> _EXTRACTED MATERIAL_:

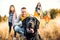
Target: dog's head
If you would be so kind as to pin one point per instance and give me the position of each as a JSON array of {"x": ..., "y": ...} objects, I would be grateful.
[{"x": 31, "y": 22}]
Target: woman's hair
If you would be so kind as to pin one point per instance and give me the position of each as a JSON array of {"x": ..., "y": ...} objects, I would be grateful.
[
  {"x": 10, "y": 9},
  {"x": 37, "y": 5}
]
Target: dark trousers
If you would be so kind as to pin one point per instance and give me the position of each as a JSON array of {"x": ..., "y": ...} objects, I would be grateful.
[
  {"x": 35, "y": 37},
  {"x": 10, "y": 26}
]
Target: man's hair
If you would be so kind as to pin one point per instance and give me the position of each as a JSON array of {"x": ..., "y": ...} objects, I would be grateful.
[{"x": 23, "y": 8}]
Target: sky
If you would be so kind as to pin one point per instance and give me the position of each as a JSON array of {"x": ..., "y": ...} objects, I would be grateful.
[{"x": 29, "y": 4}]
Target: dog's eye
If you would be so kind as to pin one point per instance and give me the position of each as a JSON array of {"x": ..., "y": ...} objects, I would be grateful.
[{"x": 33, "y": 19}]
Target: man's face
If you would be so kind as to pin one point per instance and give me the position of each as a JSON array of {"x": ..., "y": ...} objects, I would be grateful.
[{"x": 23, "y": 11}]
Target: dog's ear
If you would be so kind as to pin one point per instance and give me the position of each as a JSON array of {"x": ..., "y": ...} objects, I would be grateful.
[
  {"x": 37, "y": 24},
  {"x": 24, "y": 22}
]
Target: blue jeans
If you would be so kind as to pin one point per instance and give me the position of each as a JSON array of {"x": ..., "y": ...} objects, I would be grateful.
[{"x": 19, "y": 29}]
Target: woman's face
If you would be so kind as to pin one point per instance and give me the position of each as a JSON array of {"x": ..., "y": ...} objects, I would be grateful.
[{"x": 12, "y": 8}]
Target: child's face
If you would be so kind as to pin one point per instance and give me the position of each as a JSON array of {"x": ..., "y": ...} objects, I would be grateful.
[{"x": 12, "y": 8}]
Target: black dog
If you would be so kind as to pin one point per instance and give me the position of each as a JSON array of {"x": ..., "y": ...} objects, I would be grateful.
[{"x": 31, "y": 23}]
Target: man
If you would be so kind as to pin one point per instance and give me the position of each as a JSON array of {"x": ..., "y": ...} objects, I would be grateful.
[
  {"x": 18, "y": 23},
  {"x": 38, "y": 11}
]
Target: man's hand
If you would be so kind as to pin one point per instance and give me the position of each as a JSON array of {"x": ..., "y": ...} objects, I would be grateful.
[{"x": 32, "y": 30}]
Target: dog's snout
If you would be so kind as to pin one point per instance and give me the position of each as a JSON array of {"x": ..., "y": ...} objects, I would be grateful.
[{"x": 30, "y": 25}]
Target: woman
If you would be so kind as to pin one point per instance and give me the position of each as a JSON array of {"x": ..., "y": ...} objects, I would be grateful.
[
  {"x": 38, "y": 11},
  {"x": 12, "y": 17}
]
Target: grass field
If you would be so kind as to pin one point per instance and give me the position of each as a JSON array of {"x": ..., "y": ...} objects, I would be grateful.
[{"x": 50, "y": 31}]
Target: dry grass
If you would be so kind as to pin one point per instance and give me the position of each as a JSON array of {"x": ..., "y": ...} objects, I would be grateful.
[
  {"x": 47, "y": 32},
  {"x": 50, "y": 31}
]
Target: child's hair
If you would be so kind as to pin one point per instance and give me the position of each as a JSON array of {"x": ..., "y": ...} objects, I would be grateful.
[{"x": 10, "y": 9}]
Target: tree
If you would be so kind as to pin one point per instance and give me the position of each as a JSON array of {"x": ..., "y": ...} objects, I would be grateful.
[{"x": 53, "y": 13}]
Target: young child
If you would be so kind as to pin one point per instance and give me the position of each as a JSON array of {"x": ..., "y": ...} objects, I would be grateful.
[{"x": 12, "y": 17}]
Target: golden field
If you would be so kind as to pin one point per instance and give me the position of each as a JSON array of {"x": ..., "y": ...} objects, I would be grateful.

> _STATED PROBLEM_:
Convert the lines above into a JSON list of strings, one string per line, with blank lines omitted. Leave the pictures out of the list.

> _FINAL ANSWER_:
[
  "Target: dog's head",
  "If you would be so kind as to pin one point per instance and give me the position of each as a JSON array of {\"x\": ..., \"y\": ...} objects, I would be grateful.",
  "[{\"x\": 31, \"y\": 22}]",
  "Target: woman's hair",
  "If you would be so kind as to pin one point per instance and give me the position of each as a JSON array of {\"x\": ..., \"y\": ...} objects, I would be grateful.",
  "[",
  "  {\"x\": 10, \"y\": 9},",
  "  {\"x\": 37, \"y\": 5}",
  "]",
  "Target: dark trousers",
  "If you would be so kind as to pin one point per instance and give me the position of each as a JSON array of {\"x\": ..., \"y\": ...} objects, I would be grateful.",
  "[",
  "  {\"x\": 35, \"y\": 37},",
  "  {\"x\": 10, \"y\": 26}",
  "]",
  "Target: man's hair",
  "If you would be so kind as to pin one point per instance and give me the position of each as a JSON array of {\"x\": ..., \"y\": ...} objects, I would be grateful.",
  "[{\"x\": 23, \"y\": 8}]",
  "Target: sky",
  "If you would be so kind as to pin one point per instance and give me the position of each as a JSON array of {\"x\": ..., \"y\": ...} objects, I would be grateful.",
  "[{\"x\": 29, \"y\": 4}]",
  "Target: dog's eye",
  "If you would be so kind as to pin one point per instance and give me the position of each as a JSON array of {\"x\": ..., \"y\": ...} objects, I would be grateful.",
  "[{\"x\": 33, \"y\": 19}]",
  "Target: man's face",
  "If you would be so kind as to pin one point per instance and give me the position of each as a JSON array of {\"x\": ..., \"y\": ...} objects, I would be grateful.",
  "[{\"x\": 23, \"y\": 11}]",
  "Target: dog's ear",
  "If you would be so kind as to pin one point per instance and give me the position of each as a JSON array of {\"x\": ..., \"y\": ...} objects, I would be grateful.",
  "[",
  "  {\"x\": 37, \"y\": 24},",
  "  {\"x\": 24, \"y\": 22}",
  "]",
  "Target: blue jeans",
  "If you would be so kind as to pin one point per instance and give me the position of each as a JSON array of {\"x\": ..., \"y\": ...} objects, I would be grateful.",
  "[{\"x\": 19, \"y\": 29}]",
  "Target: woman's face",
  "If you would be so kind as to pin one point per instance and give me the position of each as a JSON array of {\"x\": ..., \"y\": ...} objects, I would be grateful.",
  "[{\"x\": 12, \"y\": 8}]",
  "Target: child's face",
  "If you would be so kind as to pin one point per instance and give me the position of each as a JSON array of {\"x\": ..., \"y\": ...} objects, I would be grateful.",
  "[{\"x\": 12, \"y\": 8}]",
  "Target: black dog",
  "If you would be so kind as to pin one point per instance and give me the position of each as a JSON array of {\"x\": ..., \"y\": ...} objects, I would be grateful.",
  "[{\"x\": 31, \"y\": 23}]",
  "Target: man",
  "If you would be so kind as to pin one point per instance and give me the position of each as a JSON array of {\"x\": ..., \"y\": ...} objects, I would be grateful.",
  "[",
  "  {\"x\": 18, \"y\": 23},",
  "  {\"x\": 38, \"y\": 11}",
  "]",
  "Target: man's hand",
  "If you would be so kind as to pin one point per instance and give me the position of each as a JSON array of {\"x\": ..., \"y\": ...} objects, I would be grateful.",
  "[{\"x\": 32, \"y\": 30}]",
  "Target: dog's snout",
  "If you would be so kind as to pin one point per instance and give me the position of each as a JSON array of {\"x\": ..., \"y\": ...} objects, I would be grateful.",
  "[{\"x\": 30, \"y\": 25}]",
  "Target: woman",
  "If you would be so kind as to pin one point per instance and give me the position of each as a JSON array of {\"x\": ..., \"y\": ...} objects, I would be grateful.",
  "[",
  "  {\"x\": 38, \"y\": 11},",
  "  {\"x\": 12, \"y\": 17}",
  "]",
  "Target: grass field",
  "If you would be so kind as to pin one point per instance and give me the position of each as a JSON array of {\"x\": ..., \"y\": ...} objects, I would be grateful.",
  "[{\"x\": 50, \"y\": 31}]",
  "Target: dry grass",
  "If you would be so kind as to pin one point per instance and give me the position of each as a JSON array of {\"x\": ..., \"y\": ...} objects, I would be grateful.",
  "[",
  "  {\"x\": 47, \"y\": 32},",
  "  {\"x\": 50, \"y\": 31}",
  "]",
  "Target: child's hair",
  "If you would be so kind as to pin one point per instance and give me the position of each as a JSON array of {\"x\": ..., \"y\": ...} objects, I would be grateful.",
  "[{\"x\": 10, \"y\": 9}]",
  "Target: tree",
  "If you would be so kind as to pin one point per instance and give me the position of each as a JSON array of {\"x\": ..., \"y\": ...} objects, I would be grateful.",
  "[{\"x\": 53, \"y\": 13}]",
  "Target: young child",
  "If you would be so kind as to pin one point per instance and give me the position of each as a JSON array of {\"x\": ..., \"y\": ...} objects, I would be grateful.",
  "[{\"x\": 12, \"y\": 17}]",
  "Target: golden field",
  "If you would be so kind as to pin one point per instance and give me the position of each as a JSON array of {\"x\": ..., \"y\": ...} objects, I would be grateful."
]